## What to work on
From the records below, pull out each line containing the word "Caption" and copy it whole. Case counts: match only that exact capitalization.

──────────────────────────────

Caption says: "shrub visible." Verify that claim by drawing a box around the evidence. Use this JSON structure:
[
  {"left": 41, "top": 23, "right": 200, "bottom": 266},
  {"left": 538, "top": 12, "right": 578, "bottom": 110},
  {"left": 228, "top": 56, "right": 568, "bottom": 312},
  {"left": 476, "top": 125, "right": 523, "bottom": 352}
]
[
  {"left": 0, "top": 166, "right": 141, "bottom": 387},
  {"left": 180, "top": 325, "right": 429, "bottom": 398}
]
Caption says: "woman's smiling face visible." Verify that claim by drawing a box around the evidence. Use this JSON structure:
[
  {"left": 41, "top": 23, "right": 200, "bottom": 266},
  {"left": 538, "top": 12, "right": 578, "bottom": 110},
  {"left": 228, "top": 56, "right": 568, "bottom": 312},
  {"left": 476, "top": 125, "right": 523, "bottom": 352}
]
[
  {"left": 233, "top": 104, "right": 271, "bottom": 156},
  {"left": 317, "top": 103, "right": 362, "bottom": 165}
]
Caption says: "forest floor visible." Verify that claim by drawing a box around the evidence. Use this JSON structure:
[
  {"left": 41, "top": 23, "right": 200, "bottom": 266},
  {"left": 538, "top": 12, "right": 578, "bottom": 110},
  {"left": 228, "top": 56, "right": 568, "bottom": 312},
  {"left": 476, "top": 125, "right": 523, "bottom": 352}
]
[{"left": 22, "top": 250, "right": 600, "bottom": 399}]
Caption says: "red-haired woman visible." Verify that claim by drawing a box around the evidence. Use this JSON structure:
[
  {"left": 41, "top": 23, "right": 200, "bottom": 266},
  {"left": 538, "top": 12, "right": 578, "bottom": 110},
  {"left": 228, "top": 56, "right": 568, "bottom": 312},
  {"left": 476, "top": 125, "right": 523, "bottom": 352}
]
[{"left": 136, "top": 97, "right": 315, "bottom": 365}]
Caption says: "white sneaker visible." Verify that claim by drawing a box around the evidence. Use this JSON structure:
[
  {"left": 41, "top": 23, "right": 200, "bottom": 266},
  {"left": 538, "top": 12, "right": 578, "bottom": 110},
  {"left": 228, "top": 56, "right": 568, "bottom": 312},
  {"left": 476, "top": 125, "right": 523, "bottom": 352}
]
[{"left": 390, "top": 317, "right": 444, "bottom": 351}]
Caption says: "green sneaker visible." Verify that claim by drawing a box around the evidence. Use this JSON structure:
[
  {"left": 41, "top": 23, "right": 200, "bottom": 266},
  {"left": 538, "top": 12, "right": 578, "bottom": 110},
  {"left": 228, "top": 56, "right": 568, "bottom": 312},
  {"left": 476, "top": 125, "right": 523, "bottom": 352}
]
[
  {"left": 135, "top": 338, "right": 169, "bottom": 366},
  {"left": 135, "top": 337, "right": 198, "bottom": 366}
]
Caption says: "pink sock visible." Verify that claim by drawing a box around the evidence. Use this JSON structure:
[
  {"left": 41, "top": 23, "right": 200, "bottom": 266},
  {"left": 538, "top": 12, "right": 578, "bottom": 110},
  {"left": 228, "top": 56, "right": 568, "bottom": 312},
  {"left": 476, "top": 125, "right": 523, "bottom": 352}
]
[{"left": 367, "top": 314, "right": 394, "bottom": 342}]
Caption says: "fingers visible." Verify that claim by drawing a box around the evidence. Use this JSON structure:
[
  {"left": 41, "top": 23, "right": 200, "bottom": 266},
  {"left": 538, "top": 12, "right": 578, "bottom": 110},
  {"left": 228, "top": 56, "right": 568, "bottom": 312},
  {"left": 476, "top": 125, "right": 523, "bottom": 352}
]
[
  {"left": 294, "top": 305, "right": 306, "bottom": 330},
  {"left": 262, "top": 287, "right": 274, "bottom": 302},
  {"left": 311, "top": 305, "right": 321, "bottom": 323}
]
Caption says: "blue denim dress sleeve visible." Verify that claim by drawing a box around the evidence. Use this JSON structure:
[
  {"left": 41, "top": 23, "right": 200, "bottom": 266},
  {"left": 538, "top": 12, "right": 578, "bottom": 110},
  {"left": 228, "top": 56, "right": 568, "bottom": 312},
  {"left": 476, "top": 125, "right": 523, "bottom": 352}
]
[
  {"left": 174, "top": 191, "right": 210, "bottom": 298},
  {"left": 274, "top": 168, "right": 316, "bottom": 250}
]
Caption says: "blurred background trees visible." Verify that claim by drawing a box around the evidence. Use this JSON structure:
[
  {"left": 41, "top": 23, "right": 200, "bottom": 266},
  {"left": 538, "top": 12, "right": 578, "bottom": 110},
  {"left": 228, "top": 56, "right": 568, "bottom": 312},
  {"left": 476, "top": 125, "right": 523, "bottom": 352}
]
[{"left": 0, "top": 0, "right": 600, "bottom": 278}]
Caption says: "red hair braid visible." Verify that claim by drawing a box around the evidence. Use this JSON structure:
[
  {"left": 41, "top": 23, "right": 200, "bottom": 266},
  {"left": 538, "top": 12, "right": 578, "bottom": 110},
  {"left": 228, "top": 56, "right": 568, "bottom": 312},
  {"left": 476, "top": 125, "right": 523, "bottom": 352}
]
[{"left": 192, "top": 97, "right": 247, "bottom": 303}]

──────────────────────────────

## Answer to this task
Caption says: "shrub visible." Verify that claim by drawing a box around the evidence. Use this JSON structure:
Caption says: "woman's smiling face visible." Verify that claim by drawing a box around the evidence. Use this JSON structure:
Caption says: "forest floor visible." Verify that claim by drawing a box around the evidence. Use this JSON structure:
Caption says: "red-haired woman visible." Verify that claim by drawing a box around the evidence. Use this JSON structure:
Caption says: "white sneaker visible." Verify that claim by drawing a box around the evidence. Use this JSON structure:
Caption says: "green sneaker visible." Verify that claim by drawing a box around the evidence. Use this JSON structure:
Caption says: "pink sock visible." Verify that claim by drawing a box around the evidence. Use this JSON structure:
Caption says: "fingers visible." Verify that claim by drawing a box around the evidence. Use this JSON structure:
Caption says: "blue denim dress sleeve visible." Verify that claim by drawing a box around the evidence. Use this JSON structure:
Caption says: "blurred background trees visible." Verify that claim by drawing a box around the evidence. Use this JSON structure:
Caption says: "red hair braid visible." Verify that claim by drawing a box around the evidence. Use this JSON structure:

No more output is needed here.